### Listed entries
>>>
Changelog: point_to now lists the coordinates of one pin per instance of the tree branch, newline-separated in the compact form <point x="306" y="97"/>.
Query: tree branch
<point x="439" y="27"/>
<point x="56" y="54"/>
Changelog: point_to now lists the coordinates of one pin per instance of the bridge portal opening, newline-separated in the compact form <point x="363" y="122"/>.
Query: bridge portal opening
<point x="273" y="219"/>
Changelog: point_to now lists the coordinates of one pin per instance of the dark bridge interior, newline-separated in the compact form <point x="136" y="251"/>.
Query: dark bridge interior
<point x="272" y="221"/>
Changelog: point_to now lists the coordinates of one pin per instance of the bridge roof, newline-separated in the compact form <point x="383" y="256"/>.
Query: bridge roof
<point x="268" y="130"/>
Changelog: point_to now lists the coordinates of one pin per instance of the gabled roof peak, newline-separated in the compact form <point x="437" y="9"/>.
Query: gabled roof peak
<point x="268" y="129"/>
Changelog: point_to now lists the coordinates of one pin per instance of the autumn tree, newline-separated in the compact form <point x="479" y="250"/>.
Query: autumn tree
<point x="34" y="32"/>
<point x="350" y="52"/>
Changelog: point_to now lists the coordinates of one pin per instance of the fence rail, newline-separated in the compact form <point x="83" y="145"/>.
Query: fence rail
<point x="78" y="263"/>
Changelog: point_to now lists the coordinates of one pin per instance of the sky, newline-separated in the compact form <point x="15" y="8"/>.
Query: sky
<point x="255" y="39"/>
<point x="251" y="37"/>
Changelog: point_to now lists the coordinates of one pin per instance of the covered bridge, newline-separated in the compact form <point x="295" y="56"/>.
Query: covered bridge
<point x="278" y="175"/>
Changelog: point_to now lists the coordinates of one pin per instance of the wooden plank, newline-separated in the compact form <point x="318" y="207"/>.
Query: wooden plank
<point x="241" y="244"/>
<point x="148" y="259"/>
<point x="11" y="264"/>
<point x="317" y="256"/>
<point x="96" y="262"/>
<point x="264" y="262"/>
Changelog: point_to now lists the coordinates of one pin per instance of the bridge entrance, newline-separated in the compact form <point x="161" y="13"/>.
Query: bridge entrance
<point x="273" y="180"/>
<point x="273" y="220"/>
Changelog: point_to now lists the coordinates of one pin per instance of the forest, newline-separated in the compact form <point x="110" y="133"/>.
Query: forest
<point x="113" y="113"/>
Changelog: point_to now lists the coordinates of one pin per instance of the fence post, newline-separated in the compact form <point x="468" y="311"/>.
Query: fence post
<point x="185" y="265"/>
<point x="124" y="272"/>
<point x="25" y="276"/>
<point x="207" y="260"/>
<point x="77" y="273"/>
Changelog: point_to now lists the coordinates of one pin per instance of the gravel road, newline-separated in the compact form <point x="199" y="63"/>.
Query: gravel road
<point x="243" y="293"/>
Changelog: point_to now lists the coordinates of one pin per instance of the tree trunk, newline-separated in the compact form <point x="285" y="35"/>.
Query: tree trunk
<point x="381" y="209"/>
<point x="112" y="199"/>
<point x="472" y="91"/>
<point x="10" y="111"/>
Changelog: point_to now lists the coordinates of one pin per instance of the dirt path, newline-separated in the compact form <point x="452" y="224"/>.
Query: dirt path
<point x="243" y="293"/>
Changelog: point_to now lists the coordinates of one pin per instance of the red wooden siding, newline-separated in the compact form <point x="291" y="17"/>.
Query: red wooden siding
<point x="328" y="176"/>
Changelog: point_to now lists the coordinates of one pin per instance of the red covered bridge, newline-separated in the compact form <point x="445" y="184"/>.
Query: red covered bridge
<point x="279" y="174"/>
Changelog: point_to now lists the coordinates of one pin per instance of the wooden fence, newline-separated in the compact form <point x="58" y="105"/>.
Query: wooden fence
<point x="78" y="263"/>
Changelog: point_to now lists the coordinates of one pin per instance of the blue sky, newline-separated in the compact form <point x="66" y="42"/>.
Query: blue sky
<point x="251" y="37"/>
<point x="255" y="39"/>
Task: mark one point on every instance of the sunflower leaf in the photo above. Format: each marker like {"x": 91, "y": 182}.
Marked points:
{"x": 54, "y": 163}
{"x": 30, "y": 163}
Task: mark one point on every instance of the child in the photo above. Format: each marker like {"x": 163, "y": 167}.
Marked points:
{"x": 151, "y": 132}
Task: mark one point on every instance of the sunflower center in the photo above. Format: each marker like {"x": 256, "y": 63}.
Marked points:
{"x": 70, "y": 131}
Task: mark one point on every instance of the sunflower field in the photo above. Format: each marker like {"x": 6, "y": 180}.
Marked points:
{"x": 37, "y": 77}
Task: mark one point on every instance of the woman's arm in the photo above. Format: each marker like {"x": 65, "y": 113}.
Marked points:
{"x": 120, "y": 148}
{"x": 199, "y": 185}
<<<
### Task objective
Take the listing above and write it out again exactly.

### Output of the task
Changelog: point_to now lists the coordinates of one pin per instance of the tree branch, newline-separated in the compact form <point x="306" y="97"/>.
Query: tree branch
<point x="439" y="27"/>
<point x="56" y="54"/>
Changelog: point_to now lists the coordinates of one pin per instance of the bridge portal opening, newline-separated in the compact form <point x="363" y="122"/>.
Query: bridge portal opening
<point x="273" y="219"/>
Changelog: point_to now lists the coordinates of one pin per instance of the dark bridge interior, newline-separated in the compact form <point x="136" y="251"/>.
Query: dark bridge interior
<point x="272" y="221"/>
Changelog: point_to now lists the coordinates of one pin per instance of the bridge roof, newline-separated in the compact form <point x="383" y="256"/>.
Query: bridge roof
<point x="268" y="130"/>
Changelog: point_to now lists the coordinates of one pin per instance of the gabled roof peak, newline-separated in the compact form <point x="437" y="9"/>.
Query: gabled roof peak
<point x="268" y="129"/>
Changelog: point_to now lists the coordinates of one pin per instance of the autumn tree, newline-separated in the compact form <point x="479" y="250"/>.
Query: autumn tree
<point x="34" y="32"/>
<point x="350" y="52"/>
Changelog: point_to now lists the coordinates of one pin per instance of the fence rail, newline-separated in the compact form <point x="83" y="145"/>.
Query: fence rail
<point x="78" y="263"/>
Changelog: point_to now lists the coordinates of one pin per instance of the sky, newline-separated in the compact form <point x="15" y="8"/>.
Query: sky
<point x="255" y="39"/>
<point x="251" y="37"/>
Changelog: point_to now lists the coordinates of one pin per instance of the covered bridge, newline-separated in the compact form <point x="295" y="56"/>.
Query: covered bridge
<point x="278" y="175"/>
Changelog: point_to now lists the coordinates of one pin per instance of the wooden plank, newline-separated in the compact form <point x="318" y="207"/>.
Query: wooden plank
<point x="241" y="244"/>
<point x="148" y="259"/>
<point x="11" y="264"/>
<point x="317" y="256"/>
<point x="96" y="262"/>
<point x="264" y="262"/>
Changelog: point_to now lists the coordinates of one pin per instance of the bridge entrance, newline-separated in the compact form <point x="161" y="13"/>.
Query: bridge entrance
<point x="273" y="180"/>
<point x="273" y="220"/>
Changelog: point_to now lists the coordinates of one pin per instance of the forest, newline-separated in the compact form <point x="110" y="133"/>.
Query: forest
<point x="113" y="113"/>
Changelog: point_to now lists the coordinates of one pin per instance of the fence post, newline-separated in the compact form <point x="468" y="311"/>.
Query: fence post
<point x="185" y="265"/>
<point x="124" y="272"/>
<point x="25" y="276"/>
<point x="207" y="260"/>
<point x="77" y="273"/>
Changelog: point_to now lists the coordinates of one pin per instance of the gravel road, newline-separated in the compact form <point x="199" y="63"/>.
Query: gravel road
<point x="243" y="293"/>
Changelog: point_to now lists the coordinates of one pin per instance of the tree trunk, newline-separated in the compact form <point x="285" y="35"/>.
Query: tree trunk
<point x="381" y="209"/>
<point x="112" y="199"/>
<point x="472" y="91"/>
<point x="10" y="111"/>
Changelog: point_to now lists the coordinates of one pin per instance of the dirt path, newline-separated in the compact form <point x="452" y="224"/>.
Query: dirt path
<point x="243" y="293"/>
Changelog: point_to now lists the coordinates of one pin per instance of the red wooden siding, newline-separated in the compact form <point x="291" y="17"/>.
Query: red wooden siding
<point x="328" y="176"/>
Changelog: point_to now lists the coordinates of one pin per instance of the red covered bridge, newline-separated in the compact form <point x="445" y="184"/>.
Query: red covered bridge
<point x="279" y="174"/>
Changelog: point_to now lists the coordinates of one pin per instance of the wooden fence, newline-separated in the compact form <point x="58" y="105"/>.
Query: wooden fence
<point x="78" y="263"/>
Changelog: point_to now lists the coordinates of one pin per instance of the blue sky, newline-separated in the compact form <point x="66" y="42"/>.
Query: blue sky
<point x="251" y="37"/>
<point x="255" y="39"/>
Task: mark one point on every instance of the sunflower leaf in the photo above. Format: each marker like {"x": 91, "y": 182}.
Marked points:
{"x": 54, "y": 163}
{"x": 30, "y": 163}
Task: mark one point on every instance of the child in the photo above. Format: each marker like {"x": 163, "y": 167}.
Marked points:
{"x": 151, "y": 132}
Task: mark one point on every instance of the sunflower center in the photo above. Format: each marker like {"x": 256, "y": 63}.
Marked points:
{"x": 70, "y": 131}
Task: mark one point on every instance of the sunflower field in the photo above. Format: each marker like {"x": 6, "y": 180}.
Marked points:
{"x": 37, "y": 77}
Task: mark one point on every instance of the woman's arm in the photo above. Format: each marker like {"x": 65, "y": 113}.
Marked points:
{"x": 120, "y": 148}
{"x": 199, "y": 185}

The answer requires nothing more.